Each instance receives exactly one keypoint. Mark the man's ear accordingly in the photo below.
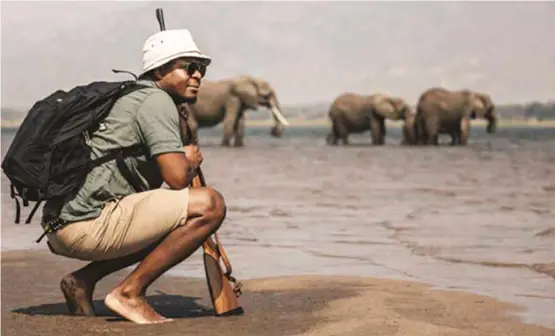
(158, 73)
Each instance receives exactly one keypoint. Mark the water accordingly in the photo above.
(479, 218)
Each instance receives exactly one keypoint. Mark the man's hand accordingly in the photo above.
(194, 156)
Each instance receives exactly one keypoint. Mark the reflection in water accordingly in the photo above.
(478, 218)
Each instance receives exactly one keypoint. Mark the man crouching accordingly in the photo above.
(114, 225)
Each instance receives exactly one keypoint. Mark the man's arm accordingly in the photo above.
(159, 130)
(176, 170)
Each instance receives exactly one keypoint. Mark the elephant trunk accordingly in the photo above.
(279, 118)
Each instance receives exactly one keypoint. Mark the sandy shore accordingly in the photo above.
(301, 305)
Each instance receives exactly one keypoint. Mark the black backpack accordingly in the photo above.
(49, 156)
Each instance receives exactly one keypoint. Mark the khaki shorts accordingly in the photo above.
(125, 226)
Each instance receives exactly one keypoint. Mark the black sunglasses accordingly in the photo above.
(192, 67)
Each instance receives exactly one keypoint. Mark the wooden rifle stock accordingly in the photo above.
(224, 298)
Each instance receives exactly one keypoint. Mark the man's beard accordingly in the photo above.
(179, 99)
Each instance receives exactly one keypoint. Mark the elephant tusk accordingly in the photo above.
(280, 116)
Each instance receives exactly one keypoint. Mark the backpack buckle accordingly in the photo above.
(51, 227)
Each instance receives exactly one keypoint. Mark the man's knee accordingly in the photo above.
(208, 202)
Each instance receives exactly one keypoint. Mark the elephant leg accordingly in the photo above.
(432, 131)
(377, 128)
(232, 108)
(331, 138)
(240, 131)
(465, 129)
(456, 135)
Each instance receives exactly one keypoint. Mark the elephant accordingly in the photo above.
(227, 101)
(443, 111)
(357, 113)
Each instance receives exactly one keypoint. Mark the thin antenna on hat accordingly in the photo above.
(160, 18)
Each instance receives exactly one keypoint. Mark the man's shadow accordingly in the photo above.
(171, 306)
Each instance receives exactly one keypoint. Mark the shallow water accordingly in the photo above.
(479, 218)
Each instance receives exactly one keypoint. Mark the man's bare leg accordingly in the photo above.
(78, 286)
(206, 212)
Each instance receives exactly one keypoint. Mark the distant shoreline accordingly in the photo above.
(12, 124)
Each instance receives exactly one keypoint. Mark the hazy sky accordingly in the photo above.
(309, 51)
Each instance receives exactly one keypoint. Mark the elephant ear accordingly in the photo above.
(245, 88)
(386, 107)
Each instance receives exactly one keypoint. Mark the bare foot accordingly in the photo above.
(78, 295)
(135, 309)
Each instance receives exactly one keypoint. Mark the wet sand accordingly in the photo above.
(478, 219)
(302, 305)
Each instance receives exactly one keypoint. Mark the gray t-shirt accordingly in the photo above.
(146, 116)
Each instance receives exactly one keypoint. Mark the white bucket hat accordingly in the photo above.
(168, 45)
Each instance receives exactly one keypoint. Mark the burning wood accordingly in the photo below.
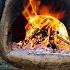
(44, 31)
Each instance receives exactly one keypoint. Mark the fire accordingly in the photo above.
(42, 25)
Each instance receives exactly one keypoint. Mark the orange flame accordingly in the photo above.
(36, 17)
(32, 9)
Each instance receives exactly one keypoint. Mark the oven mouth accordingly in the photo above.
(12, 24)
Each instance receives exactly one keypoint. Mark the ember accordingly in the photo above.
(44, 32)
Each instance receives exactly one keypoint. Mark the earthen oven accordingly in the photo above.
(26, 61)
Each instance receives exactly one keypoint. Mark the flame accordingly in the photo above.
(33, 8)
(39, 17)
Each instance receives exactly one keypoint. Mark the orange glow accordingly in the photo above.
(43, 17)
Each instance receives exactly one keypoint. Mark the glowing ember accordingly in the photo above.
(44, 32)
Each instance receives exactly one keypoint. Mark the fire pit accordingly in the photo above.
(44, 43)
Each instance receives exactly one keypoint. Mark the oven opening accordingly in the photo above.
(40, 29)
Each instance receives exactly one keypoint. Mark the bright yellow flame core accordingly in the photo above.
(40, 21)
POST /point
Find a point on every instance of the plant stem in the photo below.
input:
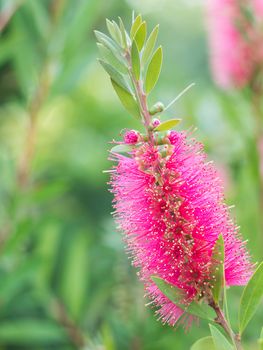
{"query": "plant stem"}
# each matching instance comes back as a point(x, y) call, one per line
point(222, 321)
point(258, 113)
point(141, 98)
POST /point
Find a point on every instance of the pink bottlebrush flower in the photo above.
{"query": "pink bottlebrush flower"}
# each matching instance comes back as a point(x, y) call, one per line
point(131, 137)
point(171, 211)
point(258, 4)
point(231, 48)
point(156, 122)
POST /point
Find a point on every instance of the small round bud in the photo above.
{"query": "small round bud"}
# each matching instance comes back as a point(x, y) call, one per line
point(172, 137)
point(155, 122)
point(131, 136)
point(156, 108)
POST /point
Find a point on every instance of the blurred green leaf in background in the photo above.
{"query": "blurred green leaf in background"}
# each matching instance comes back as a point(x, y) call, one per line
point(65, 282)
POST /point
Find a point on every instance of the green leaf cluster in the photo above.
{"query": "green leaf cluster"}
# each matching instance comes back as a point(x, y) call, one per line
point(129, 59)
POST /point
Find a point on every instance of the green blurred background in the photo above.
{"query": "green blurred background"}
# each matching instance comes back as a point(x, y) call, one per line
point(65, 281)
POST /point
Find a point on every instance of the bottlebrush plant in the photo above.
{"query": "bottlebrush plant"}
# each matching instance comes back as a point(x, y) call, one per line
point(169, 204)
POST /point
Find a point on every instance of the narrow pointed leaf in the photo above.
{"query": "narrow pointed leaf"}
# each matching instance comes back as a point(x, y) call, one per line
point(118, 33)
point(170, 291)
point(123, 33)
point(176, 295)
point(201, 310)
point(137, 22)
point(109, 57)
point(107, 41)
point(204, 344)
point(167, 125)
point(140, 35)
point(251, 298)
point(149, 47)
point(121, 149)
point(260, 340)
point(217, 273)
point(114, 74)
point(135, 60)
point(220, 341)
point(127, 99)
point(111, 28)
point(154, 70)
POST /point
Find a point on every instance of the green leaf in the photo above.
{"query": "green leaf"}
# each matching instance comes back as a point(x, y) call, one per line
point(217, 273)
point(74, 279)
point(201, 310)
point(176, 295)
point(108, 42)
point(123, 33)
point(220, 341)
point(149, 47)
point(154, 70)
point(170, 291)
point(251, 298)
point(260, 340)
point(31, 332)
point(204, 344)
point(135, 60)
point(167, 125)
point(127, 100)
point(118, 33)
point(112, 59)
point(140, 35)
point(122, 149)
point(158, 107)
point(137, 22)
point(113, 30)
point(114, 74)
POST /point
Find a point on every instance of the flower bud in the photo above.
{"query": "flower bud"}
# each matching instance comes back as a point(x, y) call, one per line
point(155, 122)
point(156, 108)
point(172, 137)
point(131, 136)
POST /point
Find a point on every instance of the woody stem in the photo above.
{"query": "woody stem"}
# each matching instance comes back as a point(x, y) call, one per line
point(222, 321)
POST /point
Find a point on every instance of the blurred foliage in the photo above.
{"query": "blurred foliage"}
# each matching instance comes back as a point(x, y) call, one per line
point(65, 282)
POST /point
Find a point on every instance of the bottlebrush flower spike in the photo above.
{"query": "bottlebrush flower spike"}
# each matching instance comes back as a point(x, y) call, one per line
point(169, 200)
point(231, 52)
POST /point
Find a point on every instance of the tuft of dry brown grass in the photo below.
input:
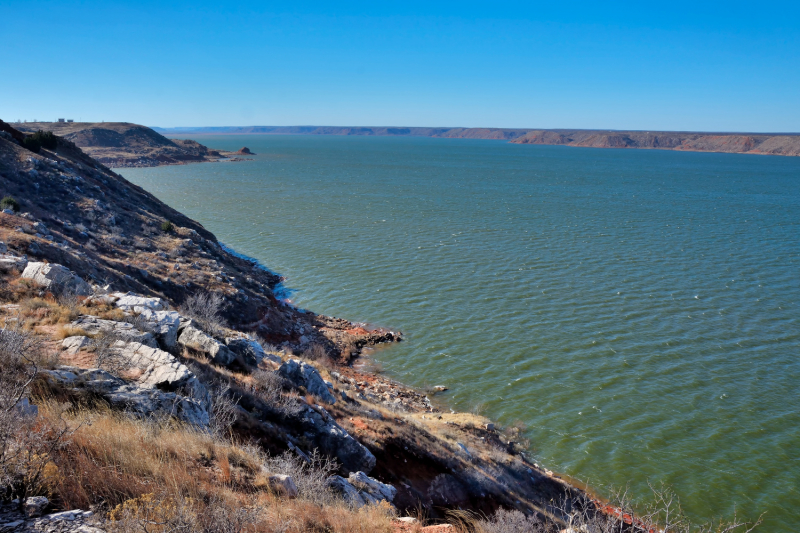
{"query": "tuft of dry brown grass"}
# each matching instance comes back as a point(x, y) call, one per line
point(120, 462)
point(64, 331)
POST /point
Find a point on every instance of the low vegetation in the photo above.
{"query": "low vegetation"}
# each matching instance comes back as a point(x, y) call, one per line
point(9, 203)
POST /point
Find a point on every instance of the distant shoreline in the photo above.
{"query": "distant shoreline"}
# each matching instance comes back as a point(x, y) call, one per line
point(785, 144)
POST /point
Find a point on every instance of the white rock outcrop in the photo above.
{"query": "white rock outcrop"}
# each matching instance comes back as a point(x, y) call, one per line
point(250, 350)
point(122, 330)
point(304, 375)
point(163, 324)
point(359, 489)
point(134, 397)
point(76, 343)
point(200, 341)
point(131, 302)
point(12, 262)
point(161, 370)
point(56, 278)
point(282, 484)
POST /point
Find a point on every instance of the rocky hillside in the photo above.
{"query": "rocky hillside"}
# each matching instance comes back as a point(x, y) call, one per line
point(151, 381)
point(741, 143)
point(131, 314)
point(120, 144)
point(750, 143)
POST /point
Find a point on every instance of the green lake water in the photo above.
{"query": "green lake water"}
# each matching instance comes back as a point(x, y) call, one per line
point(636, 310)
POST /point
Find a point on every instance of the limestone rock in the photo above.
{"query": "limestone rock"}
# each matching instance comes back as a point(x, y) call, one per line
point(333, 440)
point(35, 505)
point(162, 370)
point(283, 484)
point(163, 324)
point(371, 488)
point(56, 278)
point(348, 492)
point(197, 340)
point(76, 343)
point(12, 262)
point(304, 375)
point(122, 330)
point(446, 490)
point(137, 304)
point(142, 400)
point(250, 350)
point(359, 489)
point(26, 409)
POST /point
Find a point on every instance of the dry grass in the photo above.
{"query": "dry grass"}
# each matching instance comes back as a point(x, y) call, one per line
point(111, 459)
point(64, 331)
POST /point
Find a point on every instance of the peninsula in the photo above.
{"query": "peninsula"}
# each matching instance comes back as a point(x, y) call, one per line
point(121, 144)
point(729, 142)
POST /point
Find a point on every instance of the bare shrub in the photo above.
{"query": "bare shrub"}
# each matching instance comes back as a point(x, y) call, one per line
point(27, 443)
point(107, 355)
point(206, 308)
point(218, 516)
point(151, 513)
point(311, 478)
point(316, 352)
point(223, 410)
point(504, 521)
point(271, 388)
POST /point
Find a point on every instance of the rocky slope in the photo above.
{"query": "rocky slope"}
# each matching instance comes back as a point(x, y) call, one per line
point(120, 144)
point(107, 277)
point(749, 143)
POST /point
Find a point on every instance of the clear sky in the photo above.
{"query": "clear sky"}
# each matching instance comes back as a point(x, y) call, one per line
point(680, 65)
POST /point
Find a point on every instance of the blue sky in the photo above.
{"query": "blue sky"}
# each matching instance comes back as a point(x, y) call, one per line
point(713, 66)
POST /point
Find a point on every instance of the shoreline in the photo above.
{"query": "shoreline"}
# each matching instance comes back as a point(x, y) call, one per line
point(99, 227)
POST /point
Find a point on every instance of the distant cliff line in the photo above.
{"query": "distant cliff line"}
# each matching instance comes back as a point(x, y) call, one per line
point(744, 143)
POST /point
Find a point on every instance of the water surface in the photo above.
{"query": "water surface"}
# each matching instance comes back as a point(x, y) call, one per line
point(636, 310)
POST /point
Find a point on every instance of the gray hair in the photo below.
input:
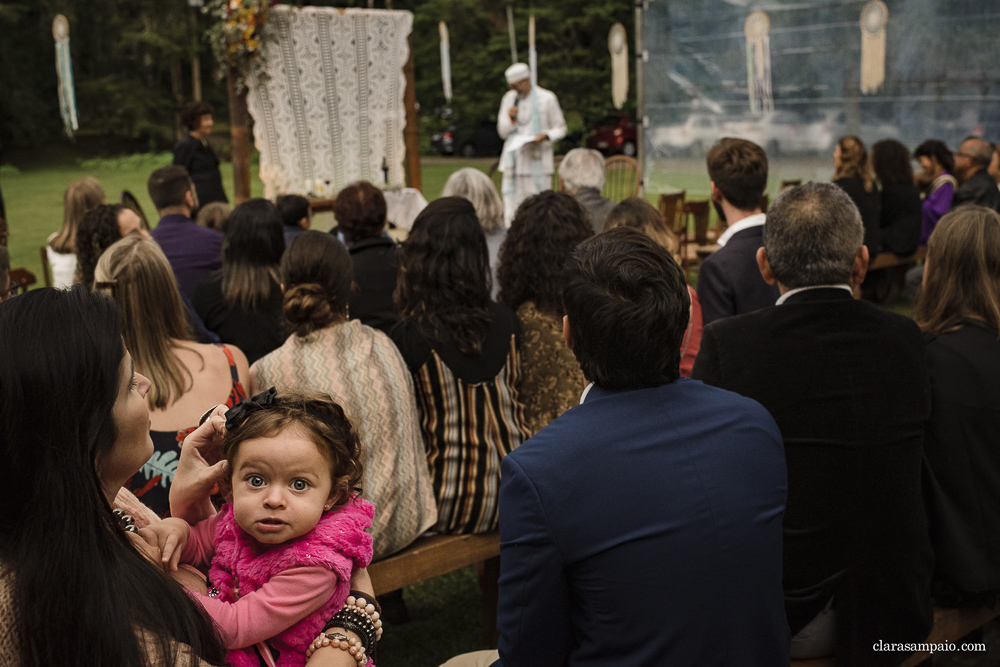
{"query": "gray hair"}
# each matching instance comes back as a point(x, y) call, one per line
point(812, 235)
point(582, 168)
point(476, 187)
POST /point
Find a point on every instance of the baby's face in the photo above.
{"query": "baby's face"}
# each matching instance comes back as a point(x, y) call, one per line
point(281, 487)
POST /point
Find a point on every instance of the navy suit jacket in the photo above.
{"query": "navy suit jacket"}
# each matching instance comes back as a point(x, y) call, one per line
point(729, 281)
point(643, 528)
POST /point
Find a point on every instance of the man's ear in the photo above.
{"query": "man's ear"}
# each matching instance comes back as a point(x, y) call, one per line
point(860, 267)
point(765, 267)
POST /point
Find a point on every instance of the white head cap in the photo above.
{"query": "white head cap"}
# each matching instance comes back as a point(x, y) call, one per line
point(517, 72)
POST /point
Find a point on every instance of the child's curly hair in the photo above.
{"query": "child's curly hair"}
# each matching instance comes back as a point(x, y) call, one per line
point(322, 420)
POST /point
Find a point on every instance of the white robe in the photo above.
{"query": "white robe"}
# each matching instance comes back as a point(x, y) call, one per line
point(529, 157)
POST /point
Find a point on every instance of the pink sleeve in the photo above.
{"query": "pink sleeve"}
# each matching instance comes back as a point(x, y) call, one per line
point(283, 601)
point(201, 543)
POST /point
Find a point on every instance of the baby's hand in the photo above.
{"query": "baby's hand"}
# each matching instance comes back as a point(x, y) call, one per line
point(171, 536)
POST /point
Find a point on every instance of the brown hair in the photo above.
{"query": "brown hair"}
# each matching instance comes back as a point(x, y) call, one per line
point(168, 185)
point(639, 214)
point(318, 274)
point(80, 197)
point(360, 210)
point(136, 274)
point(739, 169)
point(854, 161)
point(320, 419)
point(962, 274)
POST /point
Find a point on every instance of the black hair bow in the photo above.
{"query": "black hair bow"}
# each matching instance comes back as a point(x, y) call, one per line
point(237, 414)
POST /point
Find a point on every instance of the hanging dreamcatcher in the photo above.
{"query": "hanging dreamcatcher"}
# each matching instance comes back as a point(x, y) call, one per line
point(756, 29)
point(874, 17)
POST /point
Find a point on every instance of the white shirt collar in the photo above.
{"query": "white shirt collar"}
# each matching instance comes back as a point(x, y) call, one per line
point(755, 220)
point(784, 297)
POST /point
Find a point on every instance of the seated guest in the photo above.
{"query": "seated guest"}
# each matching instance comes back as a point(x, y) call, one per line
point(193, 251)
point(194, 153)
point(959, 313)
point(60, 249)
point(853, 175)
point(613, 551)
point(640, 214)
point(728, 281)
point(581, 174)
point(847, 384)
point(241, 302)
point(936, 180)
point(100, 227)
point(73, 429)
point(976, 186)
point(296, 214)
point(546, 229)
point(214, 216)
point(330, 354)
point(360, 211)
point(186, 376)
point(474, 185)
point(462, 349)
point(900, 219)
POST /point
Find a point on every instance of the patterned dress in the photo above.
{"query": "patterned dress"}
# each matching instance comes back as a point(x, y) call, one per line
point(361, 368)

> _Work to be completed_
Please show the lines in the entries above that hold the string "pink".

> _Exercise result_
Find a point on every instance of the pink bottlebrush flower in the photo above.
{"query": "pink bottlebrush flower"}
Find a point on every instance of the pink sleeve in the photo above.
{"query": "pink sleeve"}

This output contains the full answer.